"""

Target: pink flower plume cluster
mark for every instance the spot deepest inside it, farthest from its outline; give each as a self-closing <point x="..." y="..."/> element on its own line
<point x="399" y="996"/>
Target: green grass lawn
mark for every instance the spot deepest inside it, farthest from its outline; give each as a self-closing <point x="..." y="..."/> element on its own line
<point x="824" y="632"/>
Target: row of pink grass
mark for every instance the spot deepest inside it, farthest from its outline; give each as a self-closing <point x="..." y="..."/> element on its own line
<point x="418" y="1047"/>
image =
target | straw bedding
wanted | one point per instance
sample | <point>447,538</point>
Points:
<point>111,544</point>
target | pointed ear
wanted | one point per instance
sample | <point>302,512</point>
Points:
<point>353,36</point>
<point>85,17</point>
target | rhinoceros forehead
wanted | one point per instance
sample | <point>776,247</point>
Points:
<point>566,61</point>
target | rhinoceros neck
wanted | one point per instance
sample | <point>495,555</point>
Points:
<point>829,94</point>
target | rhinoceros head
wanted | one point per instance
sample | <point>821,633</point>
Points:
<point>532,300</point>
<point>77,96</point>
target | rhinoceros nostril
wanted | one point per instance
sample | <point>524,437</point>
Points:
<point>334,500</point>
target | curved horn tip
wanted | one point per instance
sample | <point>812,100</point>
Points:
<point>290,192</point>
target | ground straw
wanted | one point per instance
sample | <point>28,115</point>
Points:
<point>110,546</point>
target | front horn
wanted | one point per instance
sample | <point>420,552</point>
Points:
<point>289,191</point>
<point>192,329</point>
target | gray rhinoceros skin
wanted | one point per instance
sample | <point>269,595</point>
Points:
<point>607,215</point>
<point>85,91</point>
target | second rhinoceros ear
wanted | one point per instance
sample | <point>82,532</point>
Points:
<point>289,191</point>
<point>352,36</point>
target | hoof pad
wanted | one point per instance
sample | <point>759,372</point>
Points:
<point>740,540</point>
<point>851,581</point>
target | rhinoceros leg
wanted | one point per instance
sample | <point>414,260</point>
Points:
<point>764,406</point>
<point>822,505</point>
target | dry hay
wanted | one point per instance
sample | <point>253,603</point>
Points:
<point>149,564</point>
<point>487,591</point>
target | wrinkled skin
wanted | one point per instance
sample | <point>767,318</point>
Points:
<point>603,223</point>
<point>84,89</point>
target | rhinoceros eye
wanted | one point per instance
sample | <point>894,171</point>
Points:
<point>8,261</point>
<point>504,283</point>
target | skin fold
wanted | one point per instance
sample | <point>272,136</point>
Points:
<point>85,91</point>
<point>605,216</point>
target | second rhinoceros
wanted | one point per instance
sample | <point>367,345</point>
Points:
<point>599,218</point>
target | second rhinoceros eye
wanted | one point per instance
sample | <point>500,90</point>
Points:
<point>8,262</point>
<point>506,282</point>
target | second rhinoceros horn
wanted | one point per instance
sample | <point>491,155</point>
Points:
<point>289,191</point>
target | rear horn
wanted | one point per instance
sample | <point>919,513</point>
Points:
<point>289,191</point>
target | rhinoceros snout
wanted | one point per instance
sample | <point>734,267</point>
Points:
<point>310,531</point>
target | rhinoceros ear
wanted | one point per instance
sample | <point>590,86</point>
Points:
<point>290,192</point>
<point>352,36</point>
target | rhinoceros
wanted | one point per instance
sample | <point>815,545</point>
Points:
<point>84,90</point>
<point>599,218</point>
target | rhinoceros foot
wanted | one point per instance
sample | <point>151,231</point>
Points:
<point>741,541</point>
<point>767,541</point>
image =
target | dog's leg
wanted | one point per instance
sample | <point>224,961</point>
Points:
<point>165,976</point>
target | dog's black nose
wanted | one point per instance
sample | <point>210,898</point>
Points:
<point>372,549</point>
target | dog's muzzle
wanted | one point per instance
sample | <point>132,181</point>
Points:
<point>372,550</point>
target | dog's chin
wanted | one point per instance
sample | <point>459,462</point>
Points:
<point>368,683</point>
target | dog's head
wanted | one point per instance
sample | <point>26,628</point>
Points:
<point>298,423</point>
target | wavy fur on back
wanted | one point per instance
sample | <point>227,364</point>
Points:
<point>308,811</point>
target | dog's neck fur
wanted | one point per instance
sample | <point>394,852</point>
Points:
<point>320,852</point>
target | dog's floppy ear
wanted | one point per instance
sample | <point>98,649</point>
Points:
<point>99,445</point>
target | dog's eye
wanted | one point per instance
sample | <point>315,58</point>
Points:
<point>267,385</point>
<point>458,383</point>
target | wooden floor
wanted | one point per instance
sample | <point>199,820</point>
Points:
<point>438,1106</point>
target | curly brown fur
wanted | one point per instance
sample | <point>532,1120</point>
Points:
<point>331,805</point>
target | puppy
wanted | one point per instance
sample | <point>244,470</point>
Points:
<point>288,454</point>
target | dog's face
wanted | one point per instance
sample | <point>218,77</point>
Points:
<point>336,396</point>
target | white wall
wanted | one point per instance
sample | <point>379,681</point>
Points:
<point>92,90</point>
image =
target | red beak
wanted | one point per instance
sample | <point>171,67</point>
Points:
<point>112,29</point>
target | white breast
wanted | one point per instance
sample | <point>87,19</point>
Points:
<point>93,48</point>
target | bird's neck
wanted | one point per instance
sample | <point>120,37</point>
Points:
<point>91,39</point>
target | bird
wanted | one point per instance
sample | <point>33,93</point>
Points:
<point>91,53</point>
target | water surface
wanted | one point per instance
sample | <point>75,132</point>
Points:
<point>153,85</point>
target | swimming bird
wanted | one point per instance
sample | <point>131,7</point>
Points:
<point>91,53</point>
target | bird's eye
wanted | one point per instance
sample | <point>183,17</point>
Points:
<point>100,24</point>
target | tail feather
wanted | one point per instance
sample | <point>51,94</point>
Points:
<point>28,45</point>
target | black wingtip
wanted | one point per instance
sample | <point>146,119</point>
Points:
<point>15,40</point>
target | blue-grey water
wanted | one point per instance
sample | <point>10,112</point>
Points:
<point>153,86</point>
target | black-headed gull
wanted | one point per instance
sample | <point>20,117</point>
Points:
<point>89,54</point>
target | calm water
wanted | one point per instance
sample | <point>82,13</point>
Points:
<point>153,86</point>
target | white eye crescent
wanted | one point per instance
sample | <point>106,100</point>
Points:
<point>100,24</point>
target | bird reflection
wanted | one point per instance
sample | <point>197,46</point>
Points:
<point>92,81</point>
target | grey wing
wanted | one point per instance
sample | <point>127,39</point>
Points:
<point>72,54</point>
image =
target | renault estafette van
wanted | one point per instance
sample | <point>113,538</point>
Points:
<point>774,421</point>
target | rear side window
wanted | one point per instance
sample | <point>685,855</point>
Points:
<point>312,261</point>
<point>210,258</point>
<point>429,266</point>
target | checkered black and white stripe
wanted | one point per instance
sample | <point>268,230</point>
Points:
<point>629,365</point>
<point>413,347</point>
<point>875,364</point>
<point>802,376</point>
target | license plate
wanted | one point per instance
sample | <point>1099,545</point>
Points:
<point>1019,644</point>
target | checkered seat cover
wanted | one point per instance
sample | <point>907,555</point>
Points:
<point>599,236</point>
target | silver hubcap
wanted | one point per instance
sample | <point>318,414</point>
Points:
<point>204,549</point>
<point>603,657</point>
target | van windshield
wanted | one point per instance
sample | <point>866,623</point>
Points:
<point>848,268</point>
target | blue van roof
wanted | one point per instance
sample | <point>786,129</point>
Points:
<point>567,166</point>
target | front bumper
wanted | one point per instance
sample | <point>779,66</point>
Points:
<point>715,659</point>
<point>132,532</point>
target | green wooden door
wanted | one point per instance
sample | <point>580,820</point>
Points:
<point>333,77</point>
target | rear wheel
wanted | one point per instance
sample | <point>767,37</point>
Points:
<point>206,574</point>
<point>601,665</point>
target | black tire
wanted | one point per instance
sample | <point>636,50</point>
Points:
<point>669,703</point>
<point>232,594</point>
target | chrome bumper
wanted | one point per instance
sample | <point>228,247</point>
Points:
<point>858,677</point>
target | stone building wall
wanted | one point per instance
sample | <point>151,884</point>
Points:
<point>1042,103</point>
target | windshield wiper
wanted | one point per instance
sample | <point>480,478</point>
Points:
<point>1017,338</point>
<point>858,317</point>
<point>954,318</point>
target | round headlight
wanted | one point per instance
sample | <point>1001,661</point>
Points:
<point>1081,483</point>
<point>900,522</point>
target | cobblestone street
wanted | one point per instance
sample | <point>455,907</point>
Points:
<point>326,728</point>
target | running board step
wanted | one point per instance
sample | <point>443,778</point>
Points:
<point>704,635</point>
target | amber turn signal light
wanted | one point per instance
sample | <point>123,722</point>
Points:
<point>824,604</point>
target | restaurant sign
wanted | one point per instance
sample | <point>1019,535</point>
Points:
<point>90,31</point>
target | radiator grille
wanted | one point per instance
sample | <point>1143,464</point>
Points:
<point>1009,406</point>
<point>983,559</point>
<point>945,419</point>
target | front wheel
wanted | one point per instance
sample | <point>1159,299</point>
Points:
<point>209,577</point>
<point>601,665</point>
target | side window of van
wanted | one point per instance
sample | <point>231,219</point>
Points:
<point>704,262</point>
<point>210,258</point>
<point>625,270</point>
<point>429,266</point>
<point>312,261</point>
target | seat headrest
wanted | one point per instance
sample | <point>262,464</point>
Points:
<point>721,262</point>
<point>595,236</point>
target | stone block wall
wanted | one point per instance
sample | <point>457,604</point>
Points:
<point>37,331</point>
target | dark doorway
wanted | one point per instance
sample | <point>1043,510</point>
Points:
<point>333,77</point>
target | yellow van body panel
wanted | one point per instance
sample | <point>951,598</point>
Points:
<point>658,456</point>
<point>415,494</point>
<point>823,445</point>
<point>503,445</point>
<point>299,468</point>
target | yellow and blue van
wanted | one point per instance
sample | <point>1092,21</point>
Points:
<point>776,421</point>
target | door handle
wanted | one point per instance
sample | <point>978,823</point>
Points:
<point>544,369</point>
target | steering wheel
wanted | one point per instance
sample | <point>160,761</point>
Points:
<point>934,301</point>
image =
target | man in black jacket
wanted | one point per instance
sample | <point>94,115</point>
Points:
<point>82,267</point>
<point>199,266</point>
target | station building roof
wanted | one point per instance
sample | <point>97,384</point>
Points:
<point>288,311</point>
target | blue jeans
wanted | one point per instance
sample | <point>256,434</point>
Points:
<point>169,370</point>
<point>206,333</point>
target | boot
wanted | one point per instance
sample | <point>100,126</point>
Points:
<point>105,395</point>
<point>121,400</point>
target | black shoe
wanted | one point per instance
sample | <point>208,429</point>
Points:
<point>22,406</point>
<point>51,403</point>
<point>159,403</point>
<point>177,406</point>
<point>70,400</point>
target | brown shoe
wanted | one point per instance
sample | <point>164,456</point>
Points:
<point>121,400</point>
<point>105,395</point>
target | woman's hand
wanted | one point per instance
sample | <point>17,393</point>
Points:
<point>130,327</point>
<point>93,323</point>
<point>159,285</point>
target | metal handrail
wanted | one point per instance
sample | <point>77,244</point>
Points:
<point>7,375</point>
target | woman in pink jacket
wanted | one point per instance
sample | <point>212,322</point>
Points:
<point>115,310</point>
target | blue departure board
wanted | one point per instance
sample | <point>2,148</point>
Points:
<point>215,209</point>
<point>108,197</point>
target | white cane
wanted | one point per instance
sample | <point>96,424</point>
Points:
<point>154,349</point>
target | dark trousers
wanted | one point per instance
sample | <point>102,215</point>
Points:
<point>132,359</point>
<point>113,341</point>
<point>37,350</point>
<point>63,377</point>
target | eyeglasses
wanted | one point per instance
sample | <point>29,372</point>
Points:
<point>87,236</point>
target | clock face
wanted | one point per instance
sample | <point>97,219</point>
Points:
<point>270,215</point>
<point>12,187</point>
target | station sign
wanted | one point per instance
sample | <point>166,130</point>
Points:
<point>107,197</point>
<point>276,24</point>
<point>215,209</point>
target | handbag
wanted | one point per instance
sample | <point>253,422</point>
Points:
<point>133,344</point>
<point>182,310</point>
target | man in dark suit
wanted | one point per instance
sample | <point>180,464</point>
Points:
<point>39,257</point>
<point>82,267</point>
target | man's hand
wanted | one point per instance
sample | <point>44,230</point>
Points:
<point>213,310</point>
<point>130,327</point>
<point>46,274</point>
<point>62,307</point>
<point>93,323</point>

"""

*Directive:* Start at the line of the records that contains "target | dog's floppy ear" and stop after the line that contains "<point>91,39</point>". Write those lines out again with "sample" replaced by "reference" and everything else unchanged.

*Answer for the task:*
target | dog's floppy ear
wanted | one point per instance
reference | <point>98,649</point>
Points:
<point>99,445</point>
target | dog's eye
wanted | one point per instance
reference | <point>315,58</point>
Points:
<point>267,385</point>
<point>458,383</point>
target | wooden floor
wanted | one point per instance
reference | <point>199,820</point>
Points:
<point>438,1106</point>
target | curly brown fur
wanted | one point per instance
reference | <point>532,1120</point>
Points:
<point>331,805</point>
target | puppy
wanted | one point per instance
reference | <point>244,470</point>
Points:
<point>288,454</point>
target | dog's face
wanted | one point per instance
reference | <point>218,77</point>
Points:
<point>336,396</point>
target | white wall
wanted | one point per instance
reference | <point>379,681</point>
Points:
<point>92,90</point>
image =
target | red beak
wanted | one point per instance
reference | <point>171,67</point>
Points:
<point>112,29</point>
target | white breast
wanted | one point per instance
reference | <point>87,19</point>
Points:
<point>93,48</point>
target | bird's neck
wanted | one point per instance
reference | <point>120,37</point>
Points:
<point>91,39</point>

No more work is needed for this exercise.